What to produce:
Extract, without any change, everything from the line containing "Where can you see the black beard?" down to the line containing "<point>252,371</point>", both of those lines included.

□ □ □ □ □

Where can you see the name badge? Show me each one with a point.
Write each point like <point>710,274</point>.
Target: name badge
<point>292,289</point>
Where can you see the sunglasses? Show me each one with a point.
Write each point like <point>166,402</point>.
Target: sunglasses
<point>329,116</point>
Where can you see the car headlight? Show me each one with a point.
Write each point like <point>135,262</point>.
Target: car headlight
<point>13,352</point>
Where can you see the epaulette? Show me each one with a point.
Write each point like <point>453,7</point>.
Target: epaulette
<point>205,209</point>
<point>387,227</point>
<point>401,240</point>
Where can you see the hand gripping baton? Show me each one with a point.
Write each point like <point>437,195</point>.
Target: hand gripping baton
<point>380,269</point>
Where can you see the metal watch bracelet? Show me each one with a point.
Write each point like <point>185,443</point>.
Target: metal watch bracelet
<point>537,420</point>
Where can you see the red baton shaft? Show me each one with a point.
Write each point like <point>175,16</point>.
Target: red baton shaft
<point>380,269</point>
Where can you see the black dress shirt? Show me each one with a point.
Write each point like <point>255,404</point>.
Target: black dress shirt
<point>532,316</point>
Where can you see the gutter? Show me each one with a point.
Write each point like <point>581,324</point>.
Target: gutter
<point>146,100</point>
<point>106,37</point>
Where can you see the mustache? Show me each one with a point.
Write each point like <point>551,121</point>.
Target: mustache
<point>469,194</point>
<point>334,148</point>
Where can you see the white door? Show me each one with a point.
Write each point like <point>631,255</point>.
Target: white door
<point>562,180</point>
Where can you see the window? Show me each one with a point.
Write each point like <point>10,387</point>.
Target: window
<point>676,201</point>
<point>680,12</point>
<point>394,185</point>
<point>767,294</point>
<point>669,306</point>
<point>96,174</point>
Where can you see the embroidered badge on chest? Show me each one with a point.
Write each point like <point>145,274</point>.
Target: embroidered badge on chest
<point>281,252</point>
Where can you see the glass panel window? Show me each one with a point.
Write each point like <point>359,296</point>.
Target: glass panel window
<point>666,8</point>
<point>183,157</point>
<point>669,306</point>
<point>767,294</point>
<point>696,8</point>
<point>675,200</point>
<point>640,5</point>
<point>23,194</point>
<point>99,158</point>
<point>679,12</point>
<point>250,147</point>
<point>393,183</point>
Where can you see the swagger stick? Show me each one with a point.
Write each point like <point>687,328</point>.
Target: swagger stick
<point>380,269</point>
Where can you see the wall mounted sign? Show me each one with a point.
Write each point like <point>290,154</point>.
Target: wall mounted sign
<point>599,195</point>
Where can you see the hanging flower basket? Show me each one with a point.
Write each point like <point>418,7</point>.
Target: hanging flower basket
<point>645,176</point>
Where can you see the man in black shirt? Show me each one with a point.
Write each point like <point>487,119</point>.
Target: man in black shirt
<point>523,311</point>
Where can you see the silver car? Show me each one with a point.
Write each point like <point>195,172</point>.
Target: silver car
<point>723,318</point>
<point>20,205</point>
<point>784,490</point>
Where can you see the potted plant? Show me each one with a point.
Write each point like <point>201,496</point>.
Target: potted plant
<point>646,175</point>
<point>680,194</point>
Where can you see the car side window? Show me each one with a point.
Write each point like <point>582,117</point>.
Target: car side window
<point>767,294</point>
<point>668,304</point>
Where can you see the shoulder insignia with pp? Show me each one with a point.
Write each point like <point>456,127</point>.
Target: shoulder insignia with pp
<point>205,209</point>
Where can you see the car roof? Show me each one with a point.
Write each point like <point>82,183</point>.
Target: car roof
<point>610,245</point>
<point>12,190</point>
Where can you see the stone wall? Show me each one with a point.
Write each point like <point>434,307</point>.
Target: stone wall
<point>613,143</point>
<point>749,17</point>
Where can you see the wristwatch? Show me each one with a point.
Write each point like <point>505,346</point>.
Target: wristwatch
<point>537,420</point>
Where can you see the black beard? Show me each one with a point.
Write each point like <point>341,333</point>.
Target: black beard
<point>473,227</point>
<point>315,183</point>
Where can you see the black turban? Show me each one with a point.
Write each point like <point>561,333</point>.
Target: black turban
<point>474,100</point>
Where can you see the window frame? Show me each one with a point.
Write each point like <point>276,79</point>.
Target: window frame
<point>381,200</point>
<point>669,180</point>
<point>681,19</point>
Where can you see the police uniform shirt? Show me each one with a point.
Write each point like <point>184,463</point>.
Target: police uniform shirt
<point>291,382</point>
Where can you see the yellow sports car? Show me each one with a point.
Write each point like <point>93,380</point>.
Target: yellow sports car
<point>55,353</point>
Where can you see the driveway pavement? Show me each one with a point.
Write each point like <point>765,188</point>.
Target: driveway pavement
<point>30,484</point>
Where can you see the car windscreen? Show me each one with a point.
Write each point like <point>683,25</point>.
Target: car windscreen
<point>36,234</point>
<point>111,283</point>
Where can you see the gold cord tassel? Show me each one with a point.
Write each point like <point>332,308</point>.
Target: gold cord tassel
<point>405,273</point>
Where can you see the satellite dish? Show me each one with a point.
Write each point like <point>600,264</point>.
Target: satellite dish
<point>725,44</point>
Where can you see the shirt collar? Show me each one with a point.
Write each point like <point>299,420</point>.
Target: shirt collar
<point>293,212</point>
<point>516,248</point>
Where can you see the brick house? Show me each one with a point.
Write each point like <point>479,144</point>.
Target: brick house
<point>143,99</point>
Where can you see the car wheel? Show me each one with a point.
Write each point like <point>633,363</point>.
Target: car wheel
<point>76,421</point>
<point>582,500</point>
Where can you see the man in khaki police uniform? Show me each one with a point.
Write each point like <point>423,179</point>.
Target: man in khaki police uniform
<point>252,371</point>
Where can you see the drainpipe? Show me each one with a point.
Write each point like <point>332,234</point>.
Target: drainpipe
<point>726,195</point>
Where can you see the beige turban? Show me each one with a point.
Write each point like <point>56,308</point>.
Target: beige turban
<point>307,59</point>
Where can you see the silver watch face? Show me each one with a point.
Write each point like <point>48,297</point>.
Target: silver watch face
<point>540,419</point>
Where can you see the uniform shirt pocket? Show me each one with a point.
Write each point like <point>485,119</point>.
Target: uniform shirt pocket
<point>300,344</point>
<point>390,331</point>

□ □ □ □ □

Result for this exercise:
Where can you see the black beard? Show me each one with a point.
Write each point like <point>341,333</point>.
Target: black beard
<point>473,227</point>
<point>315,183</point>
Where can you see the black turban? Show me each one with a point.
Write each point like <point>561,333</point>.
Target: black turban
<point>474,100</point>
Where can you see the window frame? Show me each one with a point.
Write each point like <point>276,79</point>.
Target: window frame
<point>381,200</point>
<point>669,180</point>
<point>681,19</point>
Where can you see the police uniform shirt? Show me each one with a point.
Write each point like <point>184,463</point>.
Target: police uniform shirt
<point>291,382</point>
Where can you see the yellow sports car? Show me each one with a point.
Write each point like <point>93,380</point>.
Target: yellow sports car
<point>55,353</point>
Where can you see the driveway pavement? Show me each one with a point.
Write each point like <point>765,188</point>.
Target: driveway pavement
<point>30,484</point>
Where can you see the car windscreen? Show me each one with a point.
Write each point like <point>683,25</point>.
Target: car windscreen
<point>36,234</point>
<point>111,283</point>
Where can you see the gold cord tassel? Show me each one with a point.
Write each point like <point>332,308</point>.
Target: gold cord tassel
<point>405,273</point>
Where can you see the satellite dish? Show me each one with a point.
Write each point like <point>600,264</point>.
Target: satellite dish
<point>725,44</point>
Where can you see the shirt collar? Show me each one with a point.
Write each point like <point>299,420</point>.
Target: shirt collar
<point>293,212</point>
<point>516,248</point>
Where can you see the brick house? Show me each one with a point.
Write each point like <point>479,144</point>.
Target: brick house
<point>143,99</point>
Where can you see the car wheel? Show me each one with a point.
Write each point like <point>633,363</point>.
Target: car wheel
<point>76,421</point>
<point>582,500</point>
Where can you see the man in khaki police uniform? Show me each one with a point.
Write each point like <point>423,179</point>.
Target: man in khaki police uniform
<point>252,371</point>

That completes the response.